▶ _GIVEN EXERCISE_
Report each line in the records below that contains the string "hood", copying every such line in full. Case counts.

▶ _DATA FOR THIS EXERCISE_
_ _ _

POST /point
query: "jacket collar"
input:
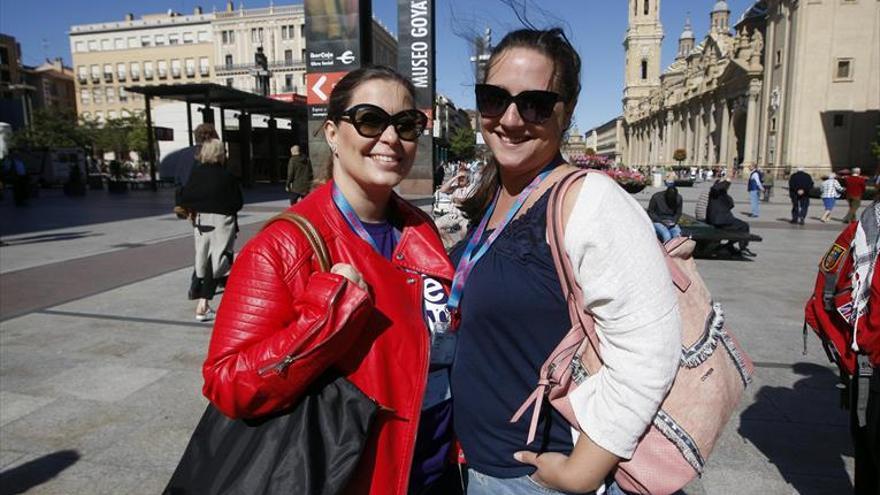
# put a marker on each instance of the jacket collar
(419, 249)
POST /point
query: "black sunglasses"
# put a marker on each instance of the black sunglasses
(371, 121)
(534, 106)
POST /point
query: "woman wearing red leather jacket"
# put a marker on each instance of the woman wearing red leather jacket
(373, 317)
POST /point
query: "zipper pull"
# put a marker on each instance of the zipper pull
(381, 407)
(279, 367)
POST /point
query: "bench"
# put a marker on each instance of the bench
(709, 238)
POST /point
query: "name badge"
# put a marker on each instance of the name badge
(442, 347)
(438, 389)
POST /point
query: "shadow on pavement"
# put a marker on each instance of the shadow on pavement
(53, 210)
(60, 236)
(803, 431)
(34, 473)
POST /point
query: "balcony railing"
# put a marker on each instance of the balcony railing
(275, 64)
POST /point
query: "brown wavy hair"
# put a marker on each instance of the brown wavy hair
(553, 44)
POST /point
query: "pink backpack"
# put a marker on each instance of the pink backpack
(714, 370)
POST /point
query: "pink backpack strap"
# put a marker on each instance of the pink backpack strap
(571, 291)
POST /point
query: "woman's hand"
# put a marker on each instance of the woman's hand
(555, 471)
(583, 471)
(350, 273)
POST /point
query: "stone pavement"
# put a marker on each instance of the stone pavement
(100, 356)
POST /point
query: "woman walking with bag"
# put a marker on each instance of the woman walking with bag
(373, 318)
(212, 198)
(508, 302)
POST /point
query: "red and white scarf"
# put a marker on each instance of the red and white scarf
(866, 246)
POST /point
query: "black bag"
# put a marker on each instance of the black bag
(312, 448)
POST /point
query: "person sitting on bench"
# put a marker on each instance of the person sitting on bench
(665, 211)
(719, 214)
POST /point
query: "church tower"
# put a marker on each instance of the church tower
(642, 46)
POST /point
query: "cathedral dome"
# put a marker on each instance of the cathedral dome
(720, 6)
(687, 33)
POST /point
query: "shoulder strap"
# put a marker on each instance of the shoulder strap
(571, 291)
(311, 234)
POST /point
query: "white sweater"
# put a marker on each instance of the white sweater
(626, 284)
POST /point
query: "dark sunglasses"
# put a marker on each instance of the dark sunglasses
(371, 121)
(534, 106)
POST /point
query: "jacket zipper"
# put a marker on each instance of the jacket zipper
(426, 354)
(279, 366)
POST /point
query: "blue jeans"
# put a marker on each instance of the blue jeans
(754, 199)
(483, 484)
(665, 233)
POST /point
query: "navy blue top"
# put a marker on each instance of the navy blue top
(513, 316)
(384, 236)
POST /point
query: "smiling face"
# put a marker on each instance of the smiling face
(520, 147)
(378, 163)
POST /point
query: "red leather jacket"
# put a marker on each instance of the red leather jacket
(276, 305)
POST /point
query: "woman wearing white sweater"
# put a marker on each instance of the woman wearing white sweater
(508, 301)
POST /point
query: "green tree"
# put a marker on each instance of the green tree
(51, 128)
(462, 144)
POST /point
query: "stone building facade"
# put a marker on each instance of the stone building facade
(794, 83)
(280, 31)
(167, 48)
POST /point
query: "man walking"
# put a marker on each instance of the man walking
(299, 175)
(755, 187)
(855, 186)
(799, 185)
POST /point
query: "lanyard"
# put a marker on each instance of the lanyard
(469, 258)
(354, 222)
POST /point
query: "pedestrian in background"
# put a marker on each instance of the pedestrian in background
(15, 172)
(755, 189)
(299, 175)
(855, 185)
(186, 160)
(212, 197)
(507, 291)
(831, 190)
(664, 209)
(767, 181)
(373, 318)
(719, 213)
(799, 185)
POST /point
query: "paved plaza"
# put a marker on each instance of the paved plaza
(100, 355)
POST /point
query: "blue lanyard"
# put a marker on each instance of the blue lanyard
(469, 259)
(354, 222)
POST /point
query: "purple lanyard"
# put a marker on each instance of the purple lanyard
(354, 222)
(468, 261)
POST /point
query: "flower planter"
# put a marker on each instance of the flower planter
(632, 188)
(117, 187)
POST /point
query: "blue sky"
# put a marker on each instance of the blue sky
(596, 27)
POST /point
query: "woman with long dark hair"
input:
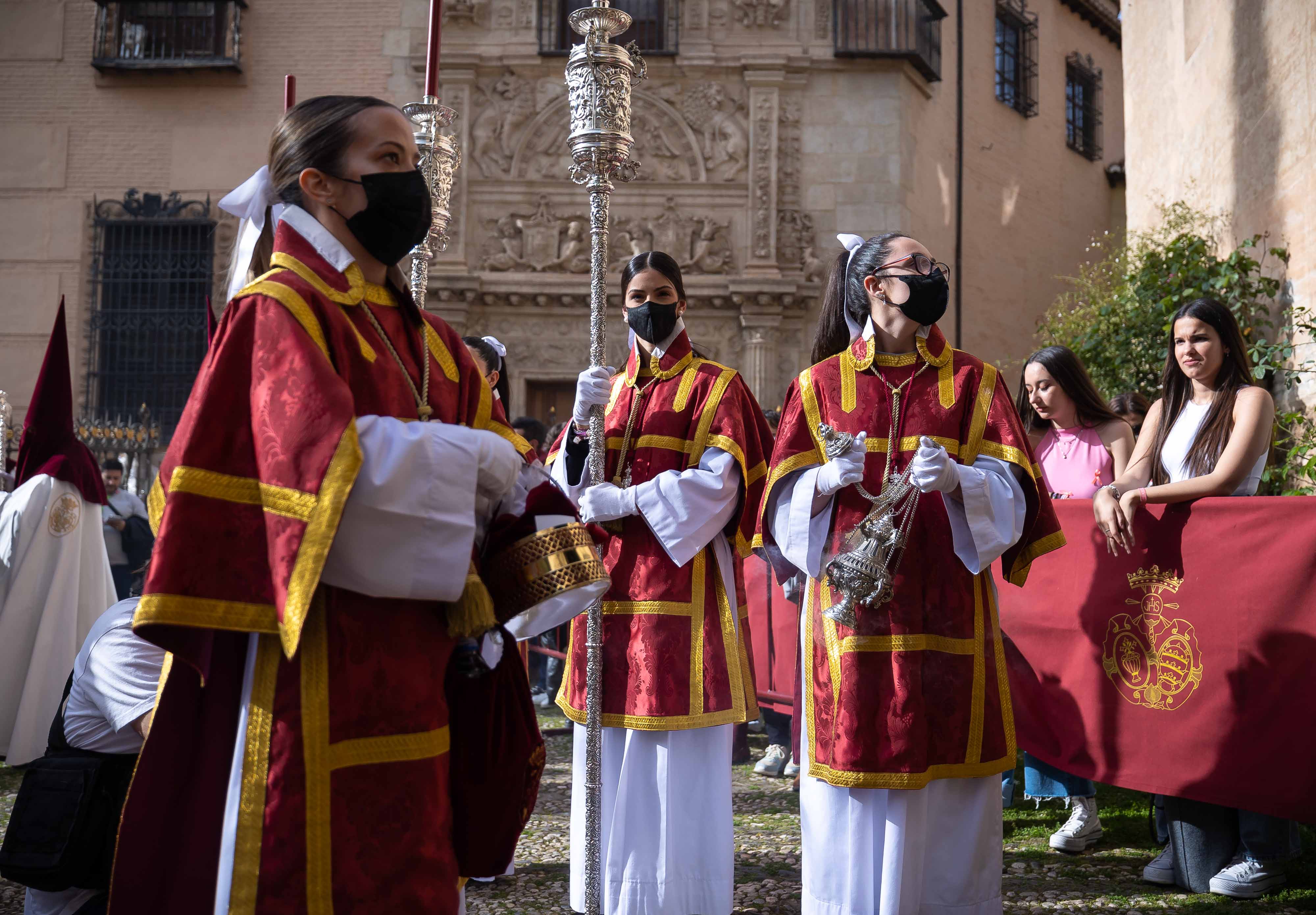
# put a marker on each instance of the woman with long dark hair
(316, 518)
(1207, 436)
(1081, 444)
(490, 357)
(688, 448)
(906, 722)
(1131, 407)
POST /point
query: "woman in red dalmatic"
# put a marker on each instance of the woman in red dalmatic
(906, 721)
(310, 532)
(685, 469)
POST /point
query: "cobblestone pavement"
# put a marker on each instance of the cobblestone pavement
(1036, 880)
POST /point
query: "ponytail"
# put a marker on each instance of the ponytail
(848, 274)
(832, 335)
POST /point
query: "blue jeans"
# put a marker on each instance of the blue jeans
(1046, 781)
(1264, 838)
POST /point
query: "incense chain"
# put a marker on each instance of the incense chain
(893, 443)
(423, 407)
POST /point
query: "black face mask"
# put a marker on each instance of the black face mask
(928, 297)
(397, 216)
(653, 322)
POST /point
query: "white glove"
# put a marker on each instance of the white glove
(846, 469)
(607, 503)
(594, 386)
(932, 468)
(498, 467)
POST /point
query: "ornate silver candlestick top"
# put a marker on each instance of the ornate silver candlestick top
(599, 78)
(867, 573)
(439, 161)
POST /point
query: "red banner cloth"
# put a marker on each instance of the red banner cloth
(774, 628)
(1188, 668)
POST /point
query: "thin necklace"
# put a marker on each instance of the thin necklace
(623, 476)
(423, 407)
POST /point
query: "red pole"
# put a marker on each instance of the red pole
(436, 16)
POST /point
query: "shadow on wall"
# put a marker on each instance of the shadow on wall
(1259, 131)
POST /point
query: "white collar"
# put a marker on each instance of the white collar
(667, 343)
(868, 330)
(310, 228)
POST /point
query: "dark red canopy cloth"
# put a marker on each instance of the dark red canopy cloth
(49, 444)
(1184, 669)
(774, 626)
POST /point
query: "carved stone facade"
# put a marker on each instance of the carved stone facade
(757, 145)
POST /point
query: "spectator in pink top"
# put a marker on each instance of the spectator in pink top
(1081, 443)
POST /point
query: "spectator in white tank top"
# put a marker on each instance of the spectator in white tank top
(1209, 435)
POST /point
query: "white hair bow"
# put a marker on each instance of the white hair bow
(498, 348)
(851, 244)
(249, 202)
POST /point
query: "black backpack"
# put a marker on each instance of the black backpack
(136, 538)
(65, 821)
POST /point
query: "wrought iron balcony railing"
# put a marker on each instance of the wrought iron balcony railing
(903, 30)
(655, 26)
(156, 35)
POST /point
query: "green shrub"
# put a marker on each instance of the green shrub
(1117, 318)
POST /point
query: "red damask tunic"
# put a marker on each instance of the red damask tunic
(344, 796)
(919, 689)
(673, 655)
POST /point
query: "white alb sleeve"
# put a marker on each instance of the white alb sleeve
(686, 509)
(799, 534)
(990, 519)
(409, 524)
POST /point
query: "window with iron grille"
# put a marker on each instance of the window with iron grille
(1017, 56)
(1084, 106)
(155, 35)
(152, 272)
(653, 26)
(903, 30)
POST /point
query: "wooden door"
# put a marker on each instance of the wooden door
(549, 402)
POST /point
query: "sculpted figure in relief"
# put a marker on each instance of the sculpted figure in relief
(509, 106)
(719, 122)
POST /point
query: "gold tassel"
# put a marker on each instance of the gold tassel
(472, 614)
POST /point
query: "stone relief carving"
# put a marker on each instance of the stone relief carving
(760, 13)
(464, 11)
(540, 241)
(789, 145)
(822, 20)
(794, 234)
(718, 119)
(815, 269)
(761, 188)
(699, 244)
(505, 109)
(669, 149)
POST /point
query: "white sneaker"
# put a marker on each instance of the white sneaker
(1246, 878)
(1082, 830)
(1161, 871)
(773, 763)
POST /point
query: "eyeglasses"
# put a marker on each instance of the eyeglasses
(921, 264)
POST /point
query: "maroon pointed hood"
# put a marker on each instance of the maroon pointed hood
(49, 444)
(210, 323)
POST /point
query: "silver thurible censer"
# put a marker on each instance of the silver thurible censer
(439, 161)
(599, 78)
(865, 573)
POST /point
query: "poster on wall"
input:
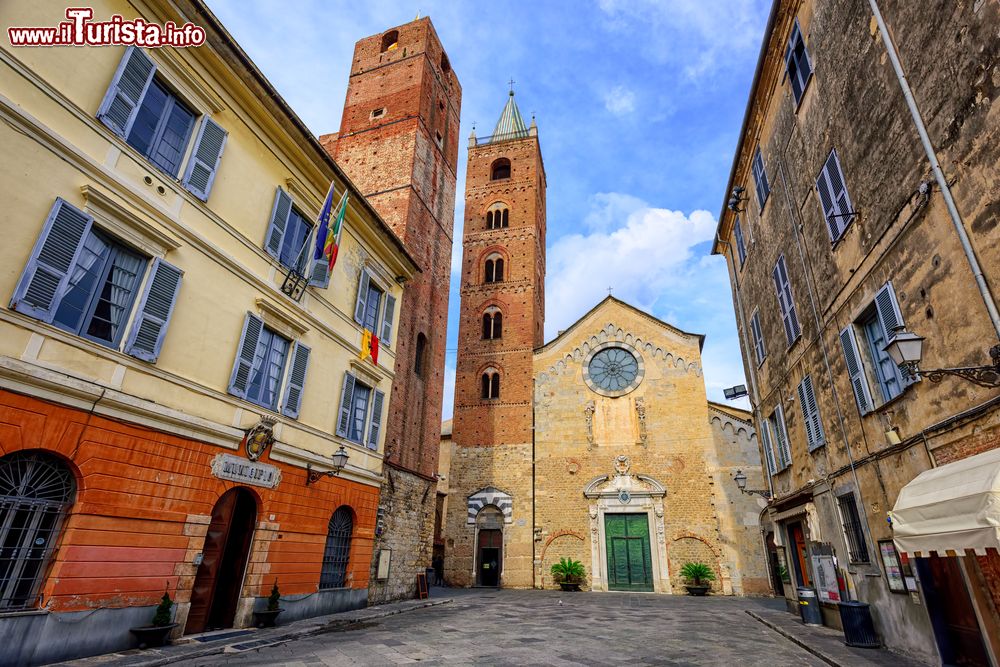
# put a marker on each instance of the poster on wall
(825, 568)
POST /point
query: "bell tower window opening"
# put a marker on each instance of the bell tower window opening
(500, 169)
(390, 41)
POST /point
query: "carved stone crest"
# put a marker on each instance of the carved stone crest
(260, 437)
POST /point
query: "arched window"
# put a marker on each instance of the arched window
(418, 357)
(390, 41)
(338, 549)
(490, 382)
(492, 324)
(36, 489)
(500, 169)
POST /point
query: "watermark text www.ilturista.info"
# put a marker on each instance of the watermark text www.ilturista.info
(79, 30)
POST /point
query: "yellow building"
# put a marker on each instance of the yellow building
(162, 400)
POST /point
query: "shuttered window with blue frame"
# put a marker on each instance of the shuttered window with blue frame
(156, 122)
(85, 281)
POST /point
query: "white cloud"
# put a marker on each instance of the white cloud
(619, 101)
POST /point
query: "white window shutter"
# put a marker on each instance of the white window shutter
(205, 158)
(46, 275)
(856, 370)
(156, 306)
(279, 221)
(128, 87)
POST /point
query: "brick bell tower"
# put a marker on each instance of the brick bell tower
(502, 317)
(398, 142)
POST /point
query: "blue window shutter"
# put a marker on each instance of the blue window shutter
(48, 270)
(279, 221)
(156, 305)
(252, 328)
(362, 302)
(376, 425)
(390, 311)
(121, 102)
(856, 370)
(205, 158)
(319, 271)
(346, 399)
(296, 381)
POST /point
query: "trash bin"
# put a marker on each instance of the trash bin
(859, 630)
(809, 607)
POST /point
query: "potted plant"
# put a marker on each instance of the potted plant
(156, 633)
(568, 573)
(267, 617)
(696, 573)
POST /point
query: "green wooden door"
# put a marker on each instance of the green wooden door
(630, 567)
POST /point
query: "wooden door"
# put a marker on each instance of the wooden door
(630, 566)
(215, 592)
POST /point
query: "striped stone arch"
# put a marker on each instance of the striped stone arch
(491, 496)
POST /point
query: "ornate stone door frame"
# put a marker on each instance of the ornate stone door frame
(623, 493)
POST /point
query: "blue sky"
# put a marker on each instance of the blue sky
(638, 104)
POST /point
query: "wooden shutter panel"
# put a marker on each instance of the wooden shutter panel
(376, 425)
(346, 398)
(279, 220)
(128, 87)
(296, 381)
(856, 370)
(153, 313)
(205, 158)
(48, 270)
(252, 328)
(390, 311)
(362, 302)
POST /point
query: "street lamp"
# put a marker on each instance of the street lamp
(906, 349)
(741, 482)
(339, 463)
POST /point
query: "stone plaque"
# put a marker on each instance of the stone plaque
(236, 469)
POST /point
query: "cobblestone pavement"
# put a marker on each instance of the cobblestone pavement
(488, 627)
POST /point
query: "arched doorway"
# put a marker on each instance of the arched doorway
(489, 546)
(217, 585)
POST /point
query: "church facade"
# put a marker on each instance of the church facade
(600, 446)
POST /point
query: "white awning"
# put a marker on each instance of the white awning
(950, 508)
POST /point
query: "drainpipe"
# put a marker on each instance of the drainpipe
(956, 217)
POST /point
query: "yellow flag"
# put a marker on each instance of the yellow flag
(366, 344)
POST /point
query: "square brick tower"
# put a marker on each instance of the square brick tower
(398, 142)
(502, 317)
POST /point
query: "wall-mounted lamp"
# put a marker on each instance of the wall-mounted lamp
(741, 482)
(906, 350)
(339, 462)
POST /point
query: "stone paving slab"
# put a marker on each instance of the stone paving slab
(828, 643)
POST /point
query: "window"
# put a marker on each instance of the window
(797, 63)
(500, 169)
(490, 382)
(741, 248)
(856, 546)
(810, 414)
(36, 489)
(419, 360)
(337, 552)
(368, 308)
(493, 271)
(833, 198)
(360, 407)
(261, 360)
(390, 41)
(85, 281)
(785, 301)
(141, 109)
(758, 338)
(492, 324)
(760, 179)
(876, 326)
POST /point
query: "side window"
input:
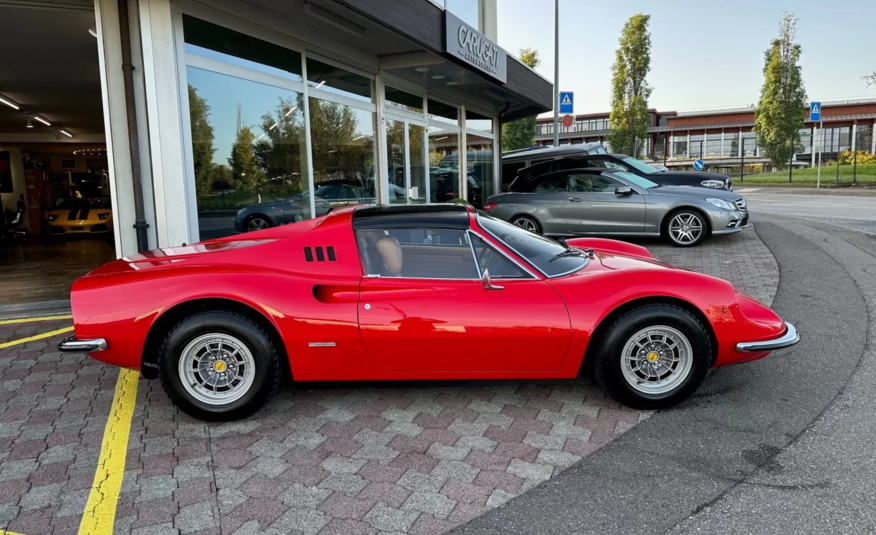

_ _ _

▶ _THE RESPONSE_
query: "maroon pointed hood"
# put a marker on each instance of the maroon pointed hood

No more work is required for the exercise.